EXERCISE:
Reproduce all of the data below word for word, keeping every line in its original order.

EXERCISE INPUT:
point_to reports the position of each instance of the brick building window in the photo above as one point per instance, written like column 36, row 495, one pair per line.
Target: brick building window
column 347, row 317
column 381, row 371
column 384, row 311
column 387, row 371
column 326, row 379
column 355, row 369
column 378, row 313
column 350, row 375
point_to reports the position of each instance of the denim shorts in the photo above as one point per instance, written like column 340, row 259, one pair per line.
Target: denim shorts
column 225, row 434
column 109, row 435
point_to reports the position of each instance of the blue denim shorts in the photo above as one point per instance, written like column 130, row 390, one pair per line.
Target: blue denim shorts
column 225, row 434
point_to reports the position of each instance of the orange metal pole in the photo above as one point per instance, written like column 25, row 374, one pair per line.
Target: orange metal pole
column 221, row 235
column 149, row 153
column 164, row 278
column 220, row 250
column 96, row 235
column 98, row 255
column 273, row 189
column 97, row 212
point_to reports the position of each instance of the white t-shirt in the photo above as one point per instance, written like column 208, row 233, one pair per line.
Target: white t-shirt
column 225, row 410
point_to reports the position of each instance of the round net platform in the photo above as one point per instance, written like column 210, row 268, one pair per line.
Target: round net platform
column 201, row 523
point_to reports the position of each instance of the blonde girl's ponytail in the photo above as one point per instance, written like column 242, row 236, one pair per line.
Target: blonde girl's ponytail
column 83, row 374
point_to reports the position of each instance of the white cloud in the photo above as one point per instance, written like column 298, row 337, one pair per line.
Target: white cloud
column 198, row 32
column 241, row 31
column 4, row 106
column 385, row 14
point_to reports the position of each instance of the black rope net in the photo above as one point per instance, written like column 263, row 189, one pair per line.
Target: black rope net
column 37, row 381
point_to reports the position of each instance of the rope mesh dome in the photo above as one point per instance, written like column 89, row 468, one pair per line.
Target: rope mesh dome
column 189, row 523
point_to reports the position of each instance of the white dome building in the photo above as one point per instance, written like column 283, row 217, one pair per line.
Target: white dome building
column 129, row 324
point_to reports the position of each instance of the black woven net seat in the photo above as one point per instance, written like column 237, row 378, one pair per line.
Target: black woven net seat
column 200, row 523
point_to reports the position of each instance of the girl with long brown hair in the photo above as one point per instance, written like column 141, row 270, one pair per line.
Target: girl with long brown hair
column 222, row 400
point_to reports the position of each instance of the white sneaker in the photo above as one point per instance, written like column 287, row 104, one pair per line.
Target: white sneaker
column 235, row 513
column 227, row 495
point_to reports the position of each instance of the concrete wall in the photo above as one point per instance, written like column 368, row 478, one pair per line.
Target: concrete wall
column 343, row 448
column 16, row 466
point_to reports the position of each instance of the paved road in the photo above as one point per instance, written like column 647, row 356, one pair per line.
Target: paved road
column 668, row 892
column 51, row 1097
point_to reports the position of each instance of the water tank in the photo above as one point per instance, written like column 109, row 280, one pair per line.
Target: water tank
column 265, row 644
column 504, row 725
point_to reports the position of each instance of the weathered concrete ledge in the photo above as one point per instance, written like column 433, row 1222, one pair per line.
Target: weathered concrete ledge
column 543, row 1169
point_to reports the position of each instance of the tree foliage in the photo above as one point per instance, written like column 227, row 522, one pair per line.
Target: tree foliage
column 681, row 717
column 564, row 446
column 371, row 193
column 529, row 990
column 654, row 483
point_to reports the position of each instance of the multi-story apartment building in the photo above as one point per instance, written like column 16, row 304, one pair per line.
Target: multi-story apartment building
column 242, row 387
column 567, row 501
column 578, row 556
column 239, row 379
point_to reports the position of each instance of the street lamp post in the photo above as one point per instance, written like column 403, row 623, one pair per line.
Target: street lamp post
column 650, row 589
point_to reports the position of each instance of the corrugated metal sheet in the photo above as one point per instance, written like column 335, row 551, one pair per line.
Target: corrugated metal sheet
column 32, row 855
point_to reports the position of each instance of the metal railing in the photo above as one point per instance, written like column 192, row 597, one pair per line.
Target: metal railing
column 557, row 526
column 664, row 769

WRITTEN REPLY:
point_to reports the position of each instance of the brick building window in the photo above as one point per instance, written like column 36, row 495, one pair per line.
Target: brick building window
column 347, row 317
column 381, row 371
column 384, row 311
column 387, row 371
column 326, row 379
column 355, row 369
column 378, row 313
column 350, row 375
point_to reports the position of each instance of the denim shorts in the photo above as one point per instance, written like column 340, row 259, one pair per line.
Target: denim shorts
column 225, row 434
column 109, row 435
point_to reports the position of each instance of the blue denim shorts in the photo above as one point per instance, written like column 130, row 390, one pair per line.
Target: blue denim shorts
column 225, row 434
point_to reports the position of each instance of the orange metal pole in the photo above as one point per instance, written like column 25, row 374, one pair per line.
Target: orange metal pole
column 221, row 235
column 149, row 153
column 164, row 278
column 220, row 250
column 96, row 235
column 98, row 255
column 273, row 189
column 97, row 212
point_to reports the position of each instance of the white t-shirt in the photo above as one point per instance, written like column 208, row 233, one pair per line.
Target: white t-shirt
column 225, row 410
point_to reports the position of each instance of the round net platform in the photo above as one point per instance, written like column 210, row 268, one pair per line.
Target: round net platform
column 201, row 523
point_to reports the position of each instance of the blonde girl's ponytail in the photo above as one point per instance, written like column 242, row 236, one pair per line.
Target: blonde girl's ponytail
column 83, row 374
point_to reports the position of each instance of the white cloud in the photo above as one point per instance, written like column 298, row 337, one pair per line.
Target: white cloud
column 198, row 32
column 241, row 31
column 4, row 106
column 385, row 14
point_to reports the position of each instance of the black rope net in the photo above as one point per instance, written like column 263, row 189, one pair per line.
Target: black rope net
column 37, row 381
point_to reports the position of each instance of the rope mesh dome in the photo above as one point per instance, written like column 89, row 468, one pair per line.
Target: rope mesh dome
column 189, row 523
point_to reports the position of each instance of the white dome building in the photo above as one point per instance, written like column 283, row 217, one pair per line.
Target: white dome building
column 129, row 324
point_to reports the position of each instance of the black woven net seat in the photo above as one point per instance, written like column 237, row 378, one pair per line.
Target: black woven net seat
column 200, row 523
point_to reports the position of each instance of the girl with long brown hair in the photo above as one point per instance, written like column 141, row 270, one pair per line.
Target: girl with long brown hair
column 222, row 400
point_to reports the position of each instance of the white sneaker in the photo above as one point per instance, written like column 287, row 104, one pair per line.
Target: white sneaker
column 235, row 513
column 227, row 495
point_to reports the position of each instance of the concrete wall in the photo above as one point per instance, written like column 368, row 478, one pair per line.
Target: concrete wall
column 343, row 448
column 16, row 466
point_to reports the position of each instance of the paved road in the photo above as one point per instance, written like column 647, row 356, one pair per line.
Target: paved road
column 668, row 892
column 51, row 1097
point_to reports the position of each instance of the water tank in the photo above as one point per instance, written like column 109, row 280, one pair per line.
Target: water tank
column 265, row 644
column 504, row 725
point_to reports the position of each instance of the weathered concrete ledge in the photo above as one point per instance, written like column 433, row 1222, one pair per line.
Target: weathered concrete ledge
column 543, row 1169
point_to reports the position of each instance of the tree foliage in the photo above as one point per instance, written like column 227, row 522, one pair per line.
Target: tree foliage
column 681, row 717
column 564, row 446
column 371, row 193
column 529, row 990
column 654, row 483
point_to reports the position of each instance of the multi-story apartment building in the photo above as one point per instance, written like column 16, row 304, one pair per line.
Target: multi-story apartment building
column 242, row 387
column 567, row 501
column 578, row 556
column 239, row 379
point_to reports the position of each instance of the street lamp post in the photo above as one point per instance, written like column 403, row 623, one pair per line.
Target: street lamp post
column 650, row 589
point_to reports the position of each instance of the corrugated metal sheet in the photo above as one point per instance, written like column 335, row 551, one pair per line.
Target: corrugated metal sheet
column 32, row 855
point_to reports the position of each instance of the metal railing in the photo above as one point per instance, written like column 192, row 597, one pair per line.
Target: metal railing
column 557, row 526
column 664, row 769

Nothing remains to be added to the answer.